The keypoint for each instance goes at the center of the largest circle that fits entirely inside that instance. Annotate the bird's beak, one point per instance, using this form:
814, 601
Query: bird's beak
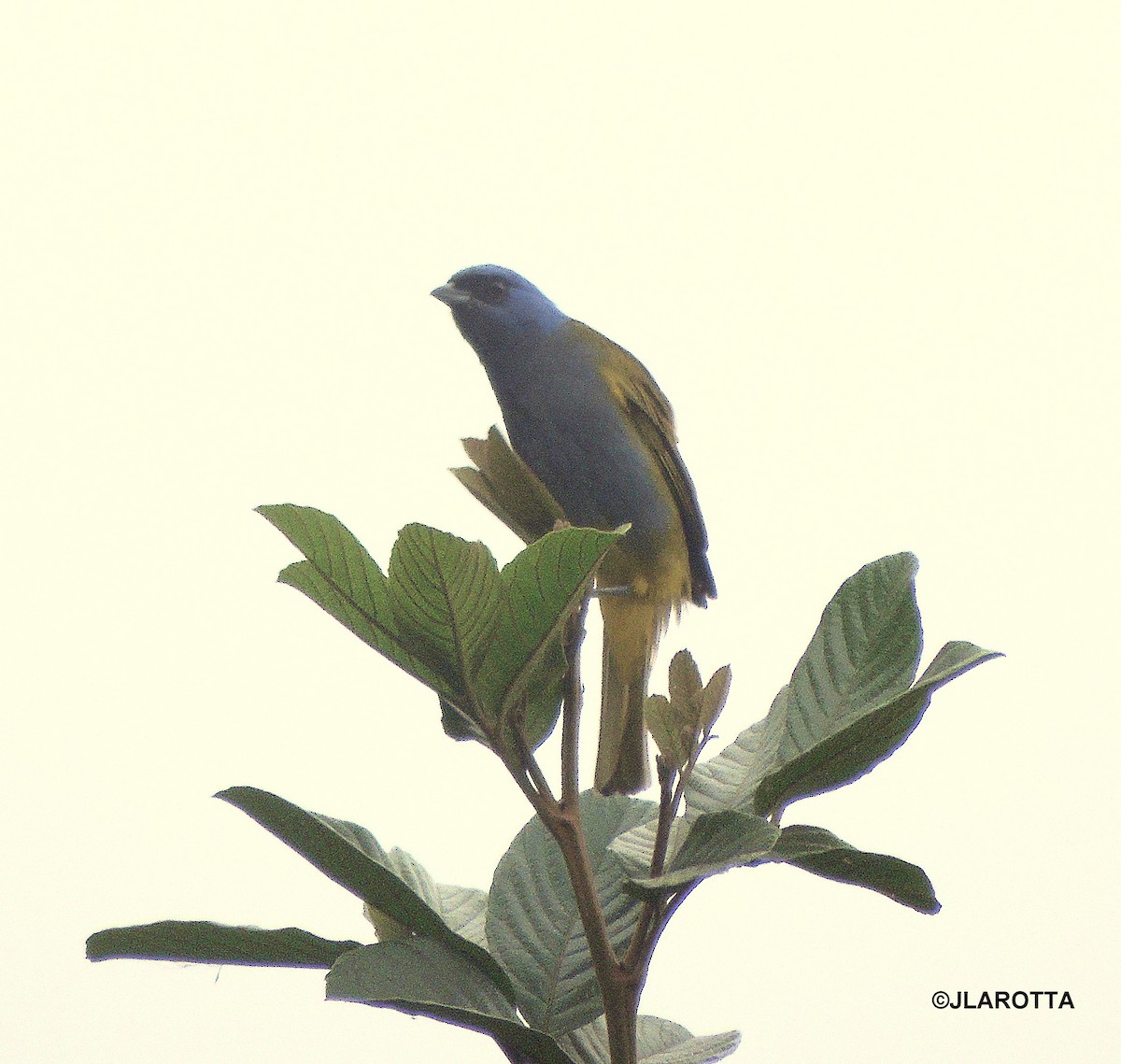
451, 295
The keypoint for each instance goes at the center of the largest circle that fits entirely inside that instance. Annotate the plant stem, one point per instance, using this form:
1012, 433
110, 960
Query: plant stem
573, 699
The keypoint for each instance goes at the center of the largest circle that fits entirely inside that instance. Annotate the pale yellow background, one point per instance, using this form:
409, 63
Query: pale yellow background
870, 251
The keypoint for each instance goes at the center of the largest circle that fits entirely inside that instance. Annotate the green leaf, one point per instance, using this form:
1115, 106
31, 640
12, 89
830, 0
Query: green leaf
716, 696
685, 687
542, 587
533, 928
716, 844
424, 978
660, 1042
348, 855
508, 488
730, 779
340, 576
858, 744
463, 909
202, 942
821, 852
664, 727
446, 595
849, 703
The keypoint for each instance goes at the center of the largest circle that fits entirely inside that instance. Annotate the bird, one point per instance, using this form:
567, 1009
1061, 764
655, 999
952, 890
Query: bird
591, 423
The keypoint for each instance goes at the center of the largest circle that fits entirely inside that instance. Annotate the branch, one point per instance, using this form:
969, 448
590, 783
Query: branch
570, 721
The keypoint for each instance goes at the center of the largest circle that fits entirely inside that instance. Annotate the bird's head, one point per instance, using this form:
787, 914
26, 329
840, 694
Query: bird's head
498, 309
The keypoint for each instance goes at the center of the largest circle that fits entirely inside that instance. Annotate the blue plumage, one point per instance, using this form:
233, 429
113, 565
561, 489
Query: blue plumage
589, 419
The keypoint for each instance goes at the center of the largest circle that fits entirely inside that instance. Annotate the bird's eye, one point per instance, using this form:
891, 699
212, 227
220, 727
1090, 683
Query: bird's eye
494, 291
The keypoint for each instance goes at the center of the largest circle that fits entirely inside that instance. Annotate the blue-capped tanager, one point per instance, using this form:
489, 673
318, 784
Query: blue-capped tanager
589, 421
........
→ WHAT IS BEING ASKED
Set out all of the lines above as a numbered list, skipping any blank lines. Leave the pictures out of your answer.

→ SOLUTION FOR THIS EXERCISE
1. The keypoint for each instance goes at the center of the largest circle that fits entirely inside that instance. Annotate the bird's beak, one point per instance, using this form:
2. 814, 601
3. Query: bird's beak
4. 451, 295
5. The keypoint for each instance goes at the center of the largest circle that fits entirely inside that instance. Annotate the plant stem, one point per instance, using this form:
6. 1012, 433
7. 110, 960
8. Query: plant stem
9. 573, 699
10. The keypoint for each instance goes at the center of the largest circle that fits entirely inside that instance. Annotate the pale yellow background, one point per instance, using this form:
11. 409, 63
12. Query: pale yellow background
13. 870, 251
14. The keypoint for each instance goes at the center of the largest circle that fits entirely inside that instance. Annotate the green leaf, one point per instance, using this form:
15. 1115, 106
16. 31, 640
17. 12, 89
18. 830, 0
19. Query: green leaf
20. 716, 696
21. 685, 687
22. 542, 587
23. 533, 928
24. 716, 844
25. 424, 978
26. 660, 1042
27. 348, 855
28. 508, 488
29. 730, 779
30. 340, 576
31. 858, 744
32. 463, 909
33. 202, 942
34. 821, 852
35. 664, 727
36. 446, 595
37. 849, 703
38. The keypoint for each instance goes at the center of the largest circle that fits entirely inside that instance. Annotate the bird, one point per instance, using this form:
39. 567, 1009
40. 1061, 764
41. 655, 999
42. 952, 890
43. Query: bird
44. 591, 423
45. The keypoint for each instance goes at the center of the largest circle that fits entirely inside that instance. Annotate the branch, one point per instance, using this form:
46. 969, 448
47. 590, 783
48. Query: branch
49. 570, 721
50. The keypoint for each instance goes at the center of the largest circle that fits entirely inside that instance. Annotate the bird's head, one point per instance, using this form:
51. 787, 914
52. 26, 329
53. 840, 694
54. Query: bird's head
55. 498, 309
56. The keypoint for each instance goes at the center of the largest circle that fits entirely inside that instance. Annotate the blue plumage, one point per instance, using this form:
57. 233, 429
58. 113, 565
59. 561, 489
60. Query: blue plumage
61. 589, 419
62. The keypoint for each instance goes at the center of the largest circle that fits entirely inside that instance. Annotate the bird's eye, one point per instance, using this form:
63. 891, 699
64. 212, 227
65. 220, 727
66. 1090, 683
67. Query: bird's eye
68. 494, 291
69. The keypoint for each instance goes at the center of the largest circle that fits entirely inside that instance. Annotate the blue-capped tanager, one point per instance, using this form:
70. 489, 673
71. 318, 784
72. Query: blue-capped tanager
73. 589, 421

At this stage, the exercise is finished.